Repeat every record exactly as given.

Referring expression pointing data:
-- Opening Marker --

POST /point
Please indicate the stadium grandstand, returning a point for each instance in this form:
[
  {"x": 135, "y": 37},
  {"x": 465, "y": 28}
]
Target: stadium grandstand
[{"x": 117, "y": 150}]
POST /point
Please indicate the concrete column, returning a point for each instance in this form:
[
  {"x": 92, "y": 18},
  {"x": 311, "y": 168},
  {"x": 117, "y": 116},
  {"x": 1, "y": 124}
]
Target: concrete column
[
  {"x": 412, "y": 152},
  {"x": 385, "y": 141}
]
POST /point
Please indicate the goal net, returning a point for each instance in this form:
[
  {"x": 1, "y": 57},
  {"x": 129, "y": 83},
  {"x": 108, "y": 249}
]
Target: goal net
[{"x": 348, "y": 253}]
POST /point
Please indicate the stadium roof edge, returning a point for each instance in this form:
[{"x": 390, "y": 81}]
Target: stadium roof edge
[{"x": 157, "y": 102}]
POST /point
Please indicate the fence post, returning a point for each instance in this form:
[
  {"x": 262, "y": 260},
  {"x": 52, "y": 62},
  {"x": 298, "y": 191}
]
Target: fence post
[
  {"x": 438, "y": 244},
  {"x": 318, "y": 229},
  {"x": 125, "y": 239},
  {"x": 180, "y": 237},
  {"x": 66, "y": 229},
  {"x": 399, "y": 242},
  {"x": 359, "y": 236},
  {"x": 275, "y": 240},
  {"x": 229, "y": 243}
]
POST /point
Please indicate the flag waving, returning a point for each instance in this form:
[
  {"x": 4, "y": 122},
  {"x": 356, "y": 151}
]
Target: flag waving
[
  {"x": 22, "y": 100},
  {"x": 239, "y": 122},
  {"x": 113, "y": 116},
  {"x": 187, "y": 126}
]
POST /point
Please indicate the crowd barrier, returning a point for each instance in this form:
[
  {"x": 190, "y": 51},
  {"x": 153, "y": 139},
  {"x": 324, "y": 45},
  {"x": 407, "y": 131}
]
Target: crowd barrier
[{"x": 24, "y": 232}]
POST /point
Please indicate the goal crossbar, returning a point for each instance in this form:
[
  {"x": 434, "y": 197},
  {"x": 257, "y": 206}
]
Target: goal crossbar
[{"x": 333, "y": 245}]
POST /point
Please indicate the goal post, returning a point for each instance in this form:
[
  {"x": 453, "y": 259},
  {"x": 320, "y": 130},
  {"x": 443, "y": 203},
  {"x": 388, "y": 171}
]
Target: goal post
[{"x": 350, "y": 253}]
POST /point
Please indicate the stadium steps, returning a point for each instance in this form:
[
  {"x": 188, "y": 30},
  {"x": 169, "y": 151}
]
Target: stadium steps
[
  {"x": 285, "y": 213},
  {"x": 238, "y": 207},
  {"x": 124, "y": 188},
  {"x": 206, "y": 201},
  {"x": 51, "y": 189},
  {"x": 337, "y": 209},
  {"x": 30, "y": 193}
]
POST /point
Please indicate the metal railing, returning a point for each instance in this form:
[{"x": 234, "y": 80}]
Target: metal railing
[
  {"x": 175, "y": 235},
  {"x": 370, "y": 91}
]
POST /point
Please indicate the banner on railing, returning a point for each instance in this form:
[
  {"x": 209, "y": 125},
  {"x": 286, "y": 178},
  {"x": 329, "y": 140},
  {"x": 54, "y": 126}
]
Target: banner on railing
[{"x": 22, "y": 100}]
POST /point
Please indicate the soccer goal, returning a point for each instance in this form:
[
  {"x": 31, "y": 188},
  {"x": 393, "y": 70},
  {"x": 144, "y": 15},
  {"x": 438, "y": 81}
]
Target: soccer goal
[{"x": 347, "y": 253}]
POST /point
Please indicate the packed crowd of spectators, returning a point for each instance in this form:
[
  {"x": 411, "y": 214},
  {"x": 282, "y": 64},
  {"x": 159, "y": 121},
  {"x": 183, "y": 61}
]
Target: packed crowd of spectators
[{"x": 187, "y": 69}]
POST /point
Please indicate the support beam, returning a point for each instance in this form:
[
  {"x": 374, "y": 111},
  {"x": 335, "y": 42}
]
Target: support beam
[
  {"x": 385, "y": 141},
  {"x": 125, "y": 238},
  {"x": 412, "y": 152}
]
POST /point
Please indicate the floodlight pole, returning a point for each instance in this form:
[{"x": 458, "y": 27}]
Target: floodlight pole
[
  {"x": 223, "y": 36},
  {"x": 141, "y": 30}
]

-- Closing Marker --

_The completed task_.
POST /point
Please indicate the stadium grandstand, returning a point for each instance in this form:
[
  {"x": 135, "y": 37},
  {"x": 465, "y": 28}
]
Target: stadium grandstand
[{"x": 117, "y": 150}]
POST /point
Please indicate the concrete column, returning a point for each instance in this form:
[
  {"x": 92, "y": 18},
  {"x": 311, "y": 168},
  {"x": 117, "y": 116},
  {"x": 1, "y": 124}
]
Target: concrete column
[
  {"x": 412, "y": 152},
  {"x": 385, "y": 141}
]
POST /point
Please indicate the goal net, returning a point for each instance in this form:
[
  {"x": 1, "y": 57},
  {"x": 129, "y": 83},
  {"x": 108, "y": 249}
]
Target: goal net
[{"x": 348, "y": 253}]
POST /point
Please indicate the stadium roof edge, returning a point for each instance in this form:
[{"x": 390, "y": 81}]
Target: stadium roof edge
[{"x": 157, "y": 102}]
POST /point
Please indicate the fence post, returning a point for each instance in this form:
[
  {"x": 262, "y": 260},
  {"x": 52, "y": 62},
  {"x": 298, "y": 191}
]
Target: fence post
[
  {"x": 438, "y": 244},
  {"x": 318, "y": 229},
  {"x": 125, "y": 239},
  {"x": 180, "y": 237},
  {"x": 66, "y": 229},
  {"x": 399, "y": 242},
  {"x": 359, "y": 236},
  {"x": 275, "y": 240},
  {"x": 229, "y": 243}
]
POST /point
Please indicate the flag waving, returning a point for each instance in this form:
[
  {"x": 4, "y": 122},
  {"x": 356, "y": 151}
]
Target: flag waving
[
  {"x": 22, "y": 100},
  {"x": 239, "y": 122},
  {"x": 113, "y": 116},
  {"x": 187, "y": 126}
]
POST /point
Please indicate the crowd barrier, returning a point for each instance in this form:
[
  {"x": 190, "y": 51},
  {"x": 153, "y": 139},
  {"x": 324, "y": 45},
  {"x": 407, "y": 131}
]
Target: crowd barrier
[{"x": 24, "y": 232}]
POST /point
Please indicate the goal crossbar, returning a point for each instance in this form:
[
  {"x": 434, "y": 197},
  {"x": 257, "y": 206}
]
Target: goal crossbar
[{"x": 333, "y": 245}]
POST /point
Please indicate the goal post, returning a point for each instance in this form:
[
  {"x": 453, "y": 259},
  {"x": 320, "y": 130},
  {"x": 443, "y": 203},
  {"x": 388, "y": 171}
]
Target: goal post
[{"x": 350, "y": 253}]
POST /point
Please indicate the stadium steps, returning a point for each instance in this form:
[
  {"x": 188, "y": 30},
  {"x": 169, "y": 151}
]
Target: stadium steps
[
  {"x": 285, "y": 213},
  {"x": 238, "y": 207},
  {"x": 124, "y": 188},
  {"x": 206, "y": 201},
  {"x": 51, "y": 189},
  {"x": 337, "y": 209},
  {"x": 30, "y": 193}
]
POST /point
Please indicate the metal railing, returning a point for each instance in this form:
[{"x": 234, "y": 80}]
Target: metal railing
[
  {"x": 175, "y": 235},
  {"x": 370, "y": 91}
]
POST /point
Please indicate the banner on railing, returning a point for each instance in this form:
[
  {"x": 209, "y": 125},
  {"x": 286, "y": 178},
  {"x": 329, "y": 140},
  {"x": 54, "y": 126}
]
Target: banner on railing
[{"x": 22, "y": 100}]
POST /point
Please indicate the soccer goal, returning a point for each instance in this form:
[
  {"x": 31, "y": 188},
  {"x": 393, "y": 70},
  {"x": 144, "y": 15},
  {"x": 438, "y": 81}
]
Target: soccer goal
[{"x": 347, "y": 253}]
POST /point
Please indicate the packed crowd of spectators, returning a point for each instance in this form:
[
  {"x": 411, "y": 214},
  {"x": 282, "y": 64},
  {"x": 159, "y": 121},
  {"x": 183, "y": 61}
]
Target: packed crowd of spectators
[{"x": 187, "y": 69}]
POST /point
Please indicate the support beam, returning a point for each instance in this form:
[
  {"x": 374, "y": 111},
  {"x": 335, "y": 42}
]
Target: support beam
[
  {"x": 385, "y": 141},
  {"x": 125, "y": 238},
  {"x": 412, "y": 152}
]
POST /point
Please indicate the floodlight pole, returning a point for each instance in this form:
[{"x": 458, "y": 27}]
Target: floodlight pole
[
  {"x": 223, "y": 36},
  {"x": 141, "y": 30}
]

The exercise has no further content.